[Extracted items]
↓

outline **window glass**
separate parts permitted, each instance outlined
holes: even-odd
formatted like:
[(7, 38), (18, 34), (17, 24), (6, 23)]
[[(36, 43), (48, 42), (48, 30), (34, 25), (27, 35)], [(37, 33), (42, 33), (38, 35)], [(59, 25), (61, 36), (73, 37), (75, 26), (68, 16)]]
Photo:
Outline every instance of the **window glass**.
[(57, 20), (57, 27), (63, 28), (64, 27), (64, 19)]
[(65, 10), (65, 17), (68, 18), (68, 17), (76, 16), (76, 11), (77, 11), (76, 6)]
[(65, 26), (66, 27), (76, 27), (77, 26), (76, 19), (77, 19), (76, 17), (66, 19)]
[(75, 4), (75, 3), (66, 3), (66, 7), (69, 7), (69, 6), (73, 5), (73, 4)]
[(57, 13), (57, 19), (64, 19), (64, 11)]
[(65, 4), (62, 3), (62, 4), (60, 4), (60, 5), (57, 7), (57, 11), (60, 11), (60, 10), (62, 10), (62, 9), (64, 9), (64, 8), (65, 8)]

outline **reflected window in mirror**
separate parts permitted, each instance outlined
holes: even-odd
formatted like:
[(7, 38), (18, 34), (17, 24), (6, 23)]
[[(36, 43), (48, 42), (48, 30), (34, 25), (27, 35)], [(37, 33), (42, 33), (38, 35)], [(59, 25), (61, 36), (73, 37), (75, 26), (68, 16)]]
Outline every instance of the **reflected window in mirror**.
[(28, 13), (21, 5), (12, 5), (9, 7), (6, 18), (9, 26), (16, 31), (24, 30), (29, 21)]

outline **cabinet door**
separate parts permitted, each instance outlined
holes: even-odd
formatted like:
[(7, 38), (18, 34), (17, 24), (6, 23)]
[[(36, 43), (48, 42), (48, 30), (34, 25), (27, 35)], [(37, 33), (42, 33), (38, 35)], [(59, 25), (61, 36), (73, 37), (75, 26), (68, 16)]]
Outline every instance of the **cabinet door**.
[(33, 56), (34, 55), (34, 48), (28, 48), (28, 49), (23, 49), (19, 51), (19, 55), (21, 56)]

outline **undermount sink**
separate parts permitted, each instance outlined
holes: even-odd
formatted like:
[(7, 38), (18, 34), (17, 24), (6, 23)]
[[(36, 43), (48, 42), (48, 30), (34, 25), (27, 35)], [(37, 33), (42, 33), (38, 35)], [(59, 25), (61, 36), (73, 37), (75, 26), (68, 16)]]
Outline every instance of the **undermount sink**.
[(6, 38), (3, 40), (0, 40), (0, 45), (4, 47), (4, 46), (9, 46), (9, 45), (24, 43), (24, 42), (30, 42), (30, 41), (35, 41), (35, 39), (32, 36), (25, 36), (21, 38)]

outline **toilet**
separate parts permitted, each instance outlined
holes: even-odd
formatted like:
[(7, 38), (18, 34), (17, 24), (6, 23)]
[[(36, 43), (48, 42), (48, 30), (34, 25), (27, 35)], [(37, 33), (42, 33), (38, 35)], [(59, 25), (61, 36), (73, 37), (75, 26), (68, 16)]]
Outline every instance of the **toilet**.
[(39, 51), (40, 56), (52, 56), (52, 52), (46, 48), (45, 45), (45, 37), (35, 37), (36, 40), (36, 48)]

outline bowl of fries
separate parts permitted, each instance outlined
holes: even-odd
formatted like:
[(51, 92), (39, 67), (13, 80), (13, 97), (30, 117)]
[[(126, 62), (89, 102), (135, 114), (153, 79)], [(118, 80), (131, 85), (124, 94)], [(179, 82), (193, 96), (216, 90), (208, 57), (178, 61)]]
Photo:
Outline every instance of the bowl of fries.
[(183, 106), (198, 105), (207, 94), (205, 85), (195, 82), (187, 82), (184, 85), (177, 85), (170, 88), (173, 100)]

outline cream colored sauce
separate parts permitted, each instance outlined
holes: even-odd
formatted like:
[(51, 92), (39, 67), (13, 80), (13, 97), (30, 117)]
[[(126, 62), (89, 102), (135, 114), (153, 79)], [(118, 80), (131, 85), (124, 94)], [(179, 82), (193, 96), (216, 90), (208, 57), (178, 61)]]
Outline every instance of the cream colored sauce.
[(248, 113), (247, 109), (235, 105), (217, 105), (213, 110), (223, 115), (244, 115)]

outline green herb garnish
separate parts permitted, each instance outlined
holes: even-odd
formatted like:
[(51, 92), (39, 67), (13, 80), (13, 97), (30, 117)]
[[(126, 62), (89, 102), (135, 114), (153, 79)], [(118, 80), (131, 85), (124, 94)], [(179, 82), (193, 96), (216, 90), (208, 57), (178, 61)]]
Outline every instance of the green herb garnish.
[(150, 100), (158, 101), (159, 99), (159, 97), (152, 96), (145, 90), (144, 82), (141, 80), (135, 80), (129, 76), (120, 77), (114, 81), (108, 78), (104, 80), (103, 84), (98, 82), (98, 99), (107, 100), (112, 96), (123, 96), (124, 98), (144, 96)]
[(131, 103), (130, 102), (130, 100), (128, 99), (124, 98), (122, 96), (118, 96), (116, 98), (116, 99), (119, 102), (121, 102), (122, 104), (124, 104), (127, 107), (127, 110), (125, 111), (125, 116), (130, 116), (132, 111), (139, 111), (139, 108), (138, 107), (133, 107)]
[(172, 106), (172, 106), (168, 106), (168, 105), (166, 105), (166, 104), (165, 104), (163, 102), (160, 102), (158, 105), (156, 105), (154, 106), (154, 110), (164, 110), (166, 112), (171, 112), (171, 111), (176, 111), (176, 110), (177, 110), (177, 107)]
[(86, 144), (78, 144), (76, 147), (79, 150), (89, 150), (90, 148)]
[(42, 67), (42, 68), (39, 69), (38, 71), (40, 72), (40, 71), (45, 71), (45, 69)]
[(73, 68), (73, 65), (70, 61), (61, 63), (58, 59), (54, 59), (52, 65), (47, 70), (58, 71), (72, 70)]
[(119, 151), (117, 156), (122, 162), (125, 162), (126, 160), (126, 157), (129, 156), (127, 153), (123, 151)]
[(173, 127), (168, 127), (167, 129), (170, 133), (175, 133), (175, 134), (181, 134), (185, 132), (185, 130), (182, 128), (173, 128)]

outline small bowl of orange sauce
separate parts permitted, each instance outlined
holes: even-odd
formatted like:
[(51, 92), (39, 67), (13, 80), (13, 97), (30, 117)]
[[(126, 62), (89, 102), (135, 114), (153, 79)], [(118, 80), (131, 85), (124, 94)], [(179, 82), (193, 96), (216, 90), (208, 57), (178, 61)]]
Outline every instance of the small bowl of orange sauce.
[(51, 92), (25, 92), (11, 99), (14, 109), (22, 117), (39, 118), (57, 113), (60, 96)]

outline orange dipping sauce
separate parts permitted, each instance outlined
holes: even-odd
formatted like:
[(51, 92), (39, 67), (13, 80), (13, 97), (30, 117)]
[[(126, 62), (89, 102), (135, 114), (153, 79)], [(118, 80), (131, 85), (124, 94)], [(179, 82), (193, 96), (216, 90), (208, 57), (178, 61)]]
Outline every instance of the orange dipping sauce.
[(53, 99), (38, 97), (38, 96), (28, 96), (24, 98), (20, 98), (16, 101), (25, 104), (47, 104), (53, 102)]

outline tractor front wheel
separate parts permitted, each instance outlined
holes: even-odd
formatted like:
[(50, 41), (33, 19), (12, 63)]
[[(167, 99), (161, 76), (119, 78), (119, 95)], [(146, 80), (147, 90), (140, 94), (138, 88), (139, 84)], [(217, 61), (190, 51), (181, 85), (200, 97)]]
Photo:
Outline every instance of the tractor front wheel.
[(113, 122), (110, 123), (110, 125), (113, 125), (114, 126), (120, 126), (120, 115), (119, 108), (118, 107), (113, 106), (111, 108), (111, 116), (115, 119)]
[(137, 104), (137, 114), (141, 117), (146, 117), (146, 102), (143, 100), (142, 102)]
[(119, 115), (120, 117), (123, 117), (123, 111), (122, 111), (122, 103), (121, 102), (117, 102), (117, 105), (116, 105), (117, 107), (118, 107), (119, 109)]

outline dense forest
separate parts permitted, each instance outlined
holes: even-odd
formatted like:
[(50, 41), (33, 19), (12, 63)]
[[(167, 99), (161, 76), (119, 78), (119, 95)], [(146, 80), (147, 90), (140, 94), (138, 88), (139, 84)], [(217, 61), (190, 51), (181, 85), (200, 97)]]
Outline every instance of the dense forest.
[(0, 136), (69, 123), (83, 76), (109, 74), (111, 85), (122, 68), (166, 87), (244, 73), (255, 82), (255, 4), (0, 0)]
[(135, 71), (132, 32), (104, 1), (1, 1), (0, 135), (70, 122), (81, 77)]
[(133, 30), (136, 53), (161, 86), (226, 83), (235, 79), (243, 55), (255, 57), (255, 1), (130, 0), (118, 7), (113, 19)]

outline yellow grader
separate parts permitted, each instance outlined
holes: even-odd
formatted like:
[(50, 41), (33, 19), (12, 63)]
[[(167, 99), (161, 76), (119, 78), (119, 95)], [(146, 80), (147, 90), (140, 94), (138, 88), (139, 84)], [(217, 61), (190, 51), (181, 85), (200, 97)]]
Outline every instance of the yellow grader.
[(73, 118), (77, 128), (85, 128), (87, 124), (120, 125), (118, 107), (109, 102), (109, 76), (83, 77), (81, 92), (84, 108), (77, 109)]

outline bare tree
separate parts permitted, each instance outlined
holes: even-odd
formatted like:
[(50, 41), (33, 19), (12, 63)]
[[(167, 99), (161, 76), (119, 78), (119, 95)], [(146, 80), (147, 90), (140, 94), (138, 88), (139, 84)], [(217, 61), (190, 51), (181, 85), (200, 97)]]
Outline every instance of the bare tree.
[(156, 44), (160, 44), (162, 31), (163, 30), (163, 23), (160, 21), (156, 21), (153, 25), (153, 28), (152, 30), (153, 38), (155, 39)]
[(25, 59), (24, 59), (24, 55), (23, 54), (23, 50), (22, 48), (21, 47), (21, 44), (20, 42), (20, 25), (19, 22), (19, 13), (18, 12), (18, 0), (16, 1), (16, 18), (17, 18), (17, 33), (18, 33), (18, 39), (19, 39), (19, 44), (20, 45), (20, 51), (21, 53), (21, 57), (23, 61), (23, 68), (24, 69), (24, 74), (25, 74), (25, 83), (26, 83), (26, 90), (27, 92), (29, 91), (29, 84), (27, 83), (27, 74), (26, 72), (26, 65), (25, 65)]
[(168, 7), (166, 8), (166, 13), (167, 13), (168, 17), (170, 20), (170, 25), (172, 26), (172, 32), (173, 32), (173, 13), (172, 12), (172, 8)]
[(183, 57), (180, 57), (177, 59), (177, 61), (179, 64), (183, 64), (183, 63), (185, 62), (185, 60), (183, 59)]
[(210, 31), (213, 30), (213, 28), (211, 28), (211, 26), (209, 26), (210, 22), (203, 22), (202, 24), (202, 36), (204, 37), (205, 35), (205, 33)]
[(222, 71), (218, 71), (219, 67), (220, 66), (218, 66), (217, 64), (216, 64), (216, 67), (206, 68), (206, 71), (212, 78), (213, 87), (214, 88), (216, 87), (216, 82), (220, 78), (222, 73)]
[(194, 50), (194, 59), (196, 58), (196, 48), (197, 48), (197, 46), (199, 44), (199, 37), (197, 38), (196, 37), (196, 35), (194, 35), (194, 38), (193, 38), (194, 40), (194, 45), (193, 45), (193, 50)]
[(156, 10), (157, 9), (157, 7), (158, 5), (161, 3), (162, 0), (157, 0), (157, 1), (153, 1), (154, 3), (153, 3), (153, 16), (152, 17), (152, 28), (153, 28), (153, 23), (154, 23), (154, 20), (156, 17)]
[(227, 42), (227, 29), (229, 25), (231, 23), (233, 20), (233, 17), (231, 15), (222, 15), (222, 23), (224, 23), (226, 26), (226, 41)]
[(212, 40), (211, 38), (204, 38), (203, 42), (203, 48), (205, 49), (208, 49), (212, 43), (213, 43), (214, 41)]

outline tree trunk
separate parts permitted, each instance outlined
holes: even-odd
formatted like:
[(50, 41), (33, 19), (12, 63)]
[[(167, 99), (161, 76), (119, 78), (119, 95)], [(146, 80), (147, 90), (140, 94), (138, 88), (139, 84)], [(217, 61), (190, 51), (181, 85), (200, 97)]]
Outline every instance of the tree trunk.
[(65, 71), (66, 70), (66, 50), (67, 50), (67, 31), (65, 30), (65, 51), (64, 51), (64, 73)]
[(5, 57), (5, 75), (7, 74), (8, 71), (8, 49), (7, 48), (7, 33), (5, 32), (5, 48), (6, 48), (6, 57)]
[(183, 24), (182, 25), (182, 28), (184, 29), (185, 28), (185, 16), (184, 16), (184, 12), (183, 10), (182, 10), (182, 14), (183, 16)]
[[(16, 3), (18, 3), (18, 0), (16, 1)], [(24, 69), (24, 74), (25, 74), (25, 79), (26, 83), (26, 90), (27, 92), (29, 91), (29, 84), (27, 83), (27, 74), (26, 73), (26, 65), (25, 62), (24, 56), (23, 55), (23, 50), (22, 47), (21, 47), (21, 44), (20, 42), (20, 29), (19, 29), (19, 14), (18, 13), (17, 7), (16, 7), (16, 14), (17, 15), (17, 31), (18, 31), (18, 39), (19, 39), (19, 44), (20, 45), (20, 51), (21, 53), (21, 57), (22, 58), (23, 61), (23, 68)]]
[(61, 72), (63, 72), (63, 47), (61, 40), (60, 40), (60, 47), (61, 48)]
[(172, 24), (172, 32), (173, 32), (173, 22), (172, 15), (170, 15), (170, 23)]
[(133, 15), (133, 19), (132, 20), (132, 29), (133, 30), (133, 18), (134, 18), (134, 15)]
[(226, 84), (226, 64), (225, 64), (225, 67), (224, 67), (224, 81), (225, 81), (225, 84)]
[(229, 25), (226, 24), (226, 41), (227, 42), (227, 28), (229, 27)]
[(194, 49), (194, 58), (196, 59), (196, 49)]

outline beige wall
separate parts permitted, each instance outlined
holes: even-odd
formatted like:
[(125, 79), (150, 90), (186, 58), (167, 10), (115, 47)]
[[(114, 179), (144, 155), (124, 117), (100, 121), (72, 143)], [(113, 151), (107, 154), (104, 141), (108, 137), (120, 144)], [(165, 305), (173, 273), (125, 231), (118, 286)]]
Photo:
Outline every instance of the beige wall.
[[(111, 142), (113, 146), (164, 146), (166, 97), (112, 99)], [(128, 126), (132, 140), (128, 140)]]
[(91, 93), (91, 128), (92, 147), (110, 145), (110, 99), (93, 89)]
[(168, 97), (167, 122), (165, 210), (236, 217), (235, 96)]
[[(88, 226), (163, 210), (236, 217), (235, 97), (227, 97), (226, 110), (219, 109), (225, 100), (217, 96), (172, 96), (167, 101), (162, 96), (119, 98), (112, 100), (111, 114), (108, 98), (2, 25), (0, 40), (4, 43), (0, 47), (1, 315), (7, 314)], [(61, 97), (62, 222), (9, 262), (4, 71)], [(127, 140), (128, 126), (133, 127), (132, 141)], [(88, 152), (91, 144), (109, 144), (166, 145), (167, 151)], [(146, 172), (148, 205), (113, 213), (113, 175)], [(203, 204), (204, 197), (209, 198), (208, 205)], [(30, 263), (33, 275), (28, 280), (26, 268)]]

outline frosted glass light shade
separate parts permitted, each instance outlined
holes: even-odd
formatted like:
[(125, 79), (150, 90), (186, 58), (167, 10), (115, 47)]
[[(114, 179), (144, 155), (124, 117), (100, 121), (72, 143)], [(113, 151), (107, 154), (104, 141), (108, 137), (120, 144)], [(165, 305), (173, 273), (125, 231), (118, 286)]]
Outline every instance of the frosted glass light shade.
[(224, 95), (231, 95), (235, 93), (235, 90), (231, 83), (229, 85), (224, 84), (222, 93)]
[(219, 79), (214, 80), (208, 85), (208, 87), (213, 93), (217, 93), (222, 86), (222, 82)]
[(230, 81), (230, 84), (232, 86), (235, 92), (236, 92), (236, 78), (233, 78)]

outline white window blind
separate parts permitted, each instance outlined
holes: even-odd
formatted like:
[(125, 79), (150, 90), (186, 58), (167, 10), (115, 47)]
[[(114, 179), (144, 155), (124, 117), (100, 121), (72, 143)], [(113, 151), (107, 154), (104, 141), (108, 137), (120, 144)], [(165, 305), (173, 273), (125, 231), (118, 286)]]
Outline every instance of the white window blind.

↑

* **The request**: Starting from the first line of the extracted items and stopping after the line containing "17), (66, 19)]", copy every line in that range, including the text that precedes each answer. Rescale each coordinate in the answer outlines by 2, rounding to whole numbers with halves going up.

* **Written solution**:
outline **window glass**
separate parts permitted, each instance outlined
holes: even-odd
formatted like:
[(7, 38), (18, 34), (17, 24), (6, 23)]
[[(36, 43), (48, 42), (48, 30), (34, 25), (27, 35)], [(37, 33), (42, 33), (38, 35)], [(59, 25), (61, 36), (73, 37), (75, 26), (68, 16)]]
Photo:
Outline every instance of the **window glass**.
[(114, 40), (114, 54), (126, 56), (128, 54), (128, 38)]
[(130, 20), (130, 34), (136, 36), (136, 34), (152, 32), (152, 22), (154, 22), (152, 12)]
[(130, 52), (132, 54), (152, 54), (154, 52), (152, 38), (154, 38), (152, 34), (132, 38)]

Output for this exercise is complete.